- Selected passage:
----

Finally we see what this series is capable of. With the tragic events of last episode we actually get to see some real emotion and characters really growing and being challenged. You aren’t sure which way things are going to go and the twists and emotional behaviour is believable.
The side story/ monster of the week comes in the middle instead of at the beginning. So unlike other volumes you don’t get the juddering start. If only all the books could have been as engaging and intelligent as this one. And as Cameo free. Well cameo light.
The art has some great moments. There is a really cool use of lighting that ends one issue and some inspired composition on the following cover.
Double Thumbs Up!
At first glance the blurb on the back appears to spoil this storyline. But things are a little weirder and more convoluted than it makes out.
We open with a couple of single issue stories before we head back into the main plot. And have a trip into the past to see if any of you remember back to volume one. This book is relatively cameo light which makes a change but you are so busy looking for them it has the same effect.
There is quite an emotional punch in this part but as this is comics there is always the danger this will be undone in future.
The art is good particularly some colourful fire and explosion effects.
Here we have another cameo filled volume. Some are returning in an attempt to provide plot and others are here because a book full of kids couldn’t possibly have enough wisecracks right?
To be fair the emotion gets a boost with hormones and responsibilities colliding. But the whole piece feels very disjointed with two short stories butting up against each other. Vaughn realises he can put any superhero he likes this book and so the gratuitous guest stars use up page time that could and should be used on these wonderful emerging child starts.
The art is good stuff with an appropriate style for this young and energetic adventure.
Given how definitively the story ended in the last volume where do you go from here? Well you keep the team and have them help the children of other supervillains. Which means you can squeeze in more cameos!
This starts off well, is strong in terms of narrative and begins exploring some exciting themes of the toll being a young superhero (like a child actor) takes on someone. There are some nice hidden secrets that have you wanting more and then OMG what a twist. This is all great until the twist has a twist and you have five pages of talking heads to explain it all. It’s like Vaughan stepped out for coffee and the work experience kid finished off the book.
A real shame.
The art is good but a lot more muted and murky than the last volume sadly. Whatever they were doing that was good in the last book has now stopped. Although 50% of the book is at night or underground.
After the shaky second volume this bursts into full bloom. With plenty of plot twists and high stakes action this is a real page turner. You know there are eleven volumes but didn’t expect this much revelation so soon. If you are unsure about whether to continue read this volume and it will either convince you to stay or provide a nice point to bow out.
The art looks much lighter and so less subdued than previous volumes. This could be a technical thing with the matt paper or it could be a change in style. In any case the art is excellent.

----

- Stored records:
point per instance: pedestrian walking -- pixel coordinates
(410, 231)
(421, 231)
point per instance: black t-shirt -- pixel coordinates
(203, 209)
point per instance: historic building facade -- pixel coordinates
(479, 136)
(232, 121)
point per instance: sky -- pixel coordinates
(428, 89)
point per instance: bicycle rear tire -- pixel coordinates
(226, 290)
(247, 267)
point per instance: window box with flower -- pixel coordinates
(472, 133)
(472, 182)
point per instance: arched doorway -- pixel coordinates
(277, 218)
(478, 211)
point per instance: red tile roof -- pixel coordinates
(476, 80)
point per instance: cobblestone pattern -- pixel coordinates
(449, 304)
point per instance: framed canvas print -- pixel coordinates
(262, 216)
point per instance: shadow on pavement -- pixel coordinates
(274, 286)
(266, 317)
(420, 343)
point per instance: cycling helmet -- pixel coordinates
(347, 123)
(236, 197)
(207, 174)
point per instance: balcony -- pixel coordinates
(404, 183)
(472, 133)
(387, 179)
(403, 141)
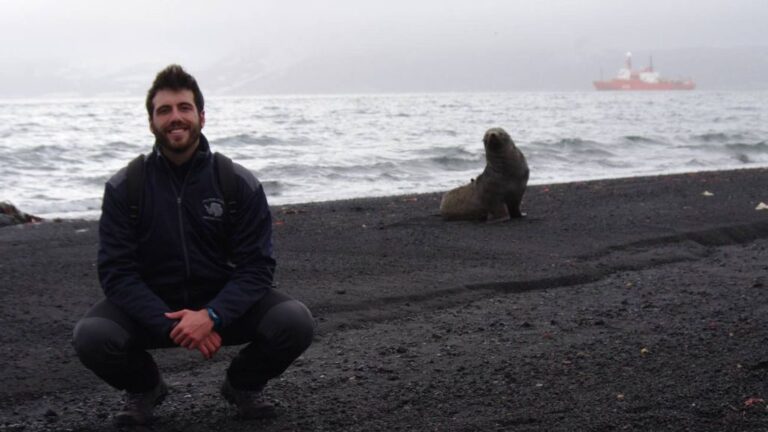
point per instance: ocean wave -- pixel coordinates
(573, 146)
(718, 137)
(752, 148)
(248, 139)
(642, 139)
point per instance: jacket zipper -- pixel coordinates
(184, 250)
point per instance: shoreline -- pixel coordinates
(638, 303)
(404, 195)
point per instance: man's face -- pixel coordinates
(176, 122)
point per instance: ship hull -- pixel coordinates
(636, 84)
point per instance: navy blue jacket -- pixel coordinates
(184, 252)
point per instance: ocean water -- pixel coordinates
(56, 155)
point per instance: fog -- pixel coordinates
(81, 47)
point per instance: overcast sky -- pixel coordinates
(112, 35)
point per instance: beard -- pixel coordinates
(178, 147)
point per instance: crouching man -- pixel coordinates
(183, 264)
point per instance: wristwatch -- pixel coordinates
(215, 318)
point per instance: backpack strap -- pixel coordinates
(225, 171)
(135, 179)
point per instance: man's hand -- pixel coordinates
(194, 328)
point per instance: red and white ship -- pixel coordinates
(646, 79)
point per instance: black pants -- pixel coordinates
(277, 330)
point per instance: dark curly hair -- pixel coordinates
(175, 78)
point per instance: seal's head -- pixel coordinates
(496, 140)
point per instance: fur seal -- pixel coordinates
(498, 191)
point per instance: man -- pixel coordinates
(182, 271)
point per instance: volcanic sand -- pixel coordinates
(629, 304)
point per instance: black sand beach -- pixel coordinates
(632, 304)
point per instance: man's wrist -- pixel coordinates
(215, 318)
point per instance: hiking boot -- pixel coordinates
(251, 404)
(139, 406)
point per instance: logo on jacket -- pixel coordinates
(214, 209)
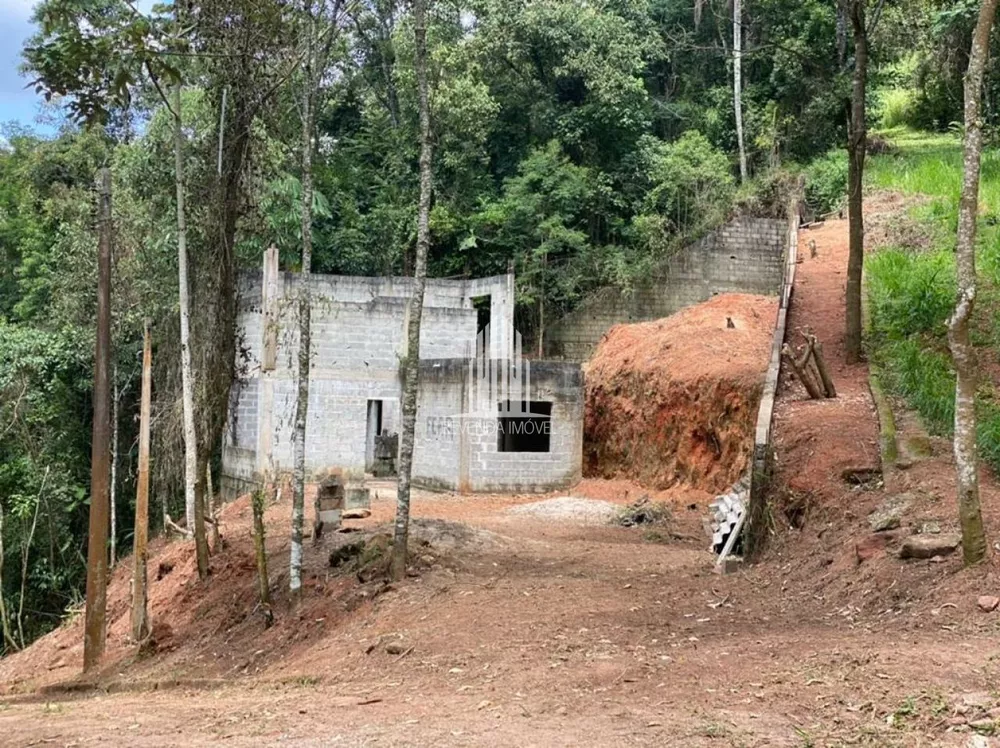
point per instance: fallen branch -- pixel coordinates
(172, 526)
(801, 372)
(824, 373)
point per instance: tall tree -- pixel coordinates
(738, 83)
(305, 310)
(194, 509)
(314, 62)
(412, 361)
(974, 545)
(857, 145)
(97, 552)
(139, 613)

----

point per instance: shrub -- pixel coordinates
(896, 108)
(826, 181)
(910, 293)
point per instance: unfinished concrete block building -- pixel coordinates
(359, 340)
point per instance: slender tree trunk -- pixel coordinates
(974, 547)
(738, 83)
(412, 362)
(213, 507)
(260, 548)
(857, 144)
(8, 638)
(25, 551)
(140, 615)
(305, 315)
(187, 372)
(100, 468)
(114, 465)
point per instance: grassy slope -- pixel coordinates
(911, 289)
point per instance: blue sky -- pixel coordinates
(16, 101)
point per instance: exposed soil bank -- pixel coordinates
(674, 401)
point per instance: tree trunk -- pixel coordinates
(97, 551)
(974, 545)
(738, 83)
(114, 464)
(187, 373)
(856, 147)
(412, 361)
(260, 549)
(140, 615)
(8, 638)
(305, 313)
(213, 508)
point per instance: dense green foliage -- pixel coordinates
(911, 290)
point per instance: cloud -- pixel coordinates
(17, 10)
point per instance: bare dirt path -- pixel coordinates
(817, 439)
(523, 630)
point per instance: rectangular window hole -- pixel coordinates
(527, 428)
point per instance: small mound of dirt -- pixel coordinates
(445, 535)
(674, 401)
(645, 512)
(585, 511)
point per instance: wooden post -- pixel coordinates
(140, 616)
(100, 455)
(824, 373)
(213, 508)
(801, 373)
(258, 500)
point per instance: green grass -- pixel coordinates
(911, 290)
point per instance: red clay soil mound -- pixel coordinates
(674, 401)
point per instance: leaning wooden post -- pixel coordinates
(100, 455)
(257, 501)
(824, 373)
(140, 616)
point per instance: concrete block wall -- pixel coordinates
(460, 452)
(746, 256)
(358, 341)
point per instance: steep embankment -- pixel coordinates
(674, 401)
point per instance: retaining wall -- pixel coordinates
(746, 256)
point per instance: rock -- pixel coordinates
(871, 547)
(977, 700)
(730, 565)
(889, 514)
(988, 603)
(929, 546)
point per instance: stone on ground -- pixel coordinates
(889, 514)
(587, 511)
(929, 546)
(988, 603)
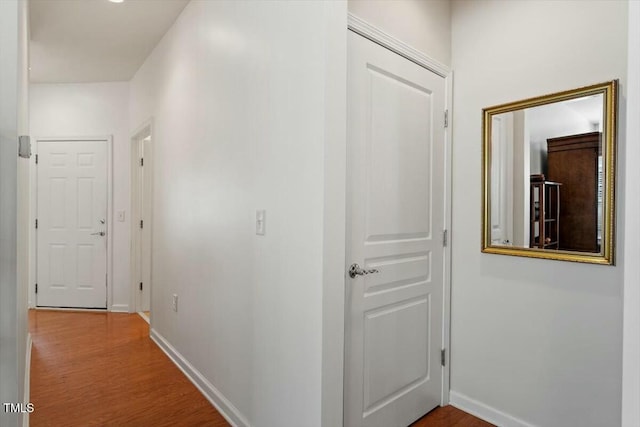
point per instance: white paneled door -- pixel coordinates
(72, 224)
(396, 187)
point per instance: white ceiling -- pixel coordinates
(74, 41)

----

- What is asked: In the comic reviews, what is the first sentence of each paragraph that begins with the words "The art"?

- Problem solution:
- The art has some great moments.
- The art is good particularly some colourful fire and explosion effects.
- The art is good stuff with an appropriate style for this young and energetic adventure.
- The art is good but a lot more muted and murky than the last volume sadly.
- The art looks much lighter and so less subdued than previous volumes.